Work request:
How many lines in the data that follows contain the word "dark"? Only that number is needed.

Records excerpted from a collection:
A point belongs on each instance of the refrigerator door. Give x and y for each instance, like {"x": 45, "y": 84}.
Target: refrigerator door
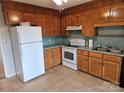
{"x": 28, "y": 34}
{"x": 32, "y": 60}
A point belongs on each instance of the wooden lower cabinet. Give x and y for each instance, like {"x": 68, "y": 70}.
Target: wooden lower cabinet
{"x": 48, "y": 59}
{"x": 52, "y": 57}
{"x": 95, "y": 66}
{"x": 57, "y": 56}
{"x": 83, "y": 63}
{"x": 104, "y": 66}
{"x": 111, "y": 71}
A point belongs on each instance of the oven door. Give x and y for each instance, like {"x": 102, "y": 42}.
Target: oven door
{"x": 69, "y": 55}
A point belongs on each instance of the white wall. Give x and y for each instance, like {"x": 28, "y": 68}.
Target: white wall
{"x": 6, "y": 48}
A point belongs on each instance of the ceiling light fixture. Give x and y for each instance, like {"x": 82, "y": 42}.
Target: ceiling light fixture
{"x": 60, "y": 3}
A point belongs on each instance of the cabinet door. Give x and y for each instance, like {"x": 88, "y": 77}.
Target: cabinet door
{"x": 117, "y": 12}
{"x": 111, "y": 71}
{"x": 48, "y": 60}
{"x": 95, "y": 66}
{"x": 57, "y": 31}
{"x": 41, "y": 21}
{"x": 102, "y": 15}
{"x": 83, "y": 63}
{"x": 2, "y": 73}
{"x": 88, "y": 29}
{"x": 63, "y": 25}
{"x": 50, "y": 25}
{"x": 12, "y": 17}
{"x": 57, "y": 56}
{"x": 28, "y": 17}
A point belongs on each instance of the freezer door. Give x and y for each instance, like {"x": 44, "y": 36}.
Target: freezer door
{"x": 27, "y": 34}
{"x": 32, "y": 60}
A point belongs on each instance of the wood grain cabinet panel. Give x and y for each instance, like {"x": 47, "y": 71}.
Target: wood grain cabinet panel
{"x": 2, "y": 73}
{"x": 112, "y": 58}
{"x": 117, "y": 12}
{"x": 111, "y": 71}
{"x": 87, "y": 19}
{"x": 12, "y": 17}
{"x": 95, "y": 66}
{"x": 83, "y": 52}
{"x": 57, "y": 56}
{"x": 48, "y": 59}
{"x": 102, "y": 15}
{"x": 28, "y": 17}
{"x": 95, "y": 55}
{"x": 52, "y": 57}
{"x": 50, "y": 25}
{"x": 83, "y": 63}
{"x": 41, "y": 21}
{"x": 57, "y": 29}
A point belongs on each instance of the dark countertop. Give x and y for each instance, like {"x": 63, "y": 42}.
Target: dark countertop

Your response:
2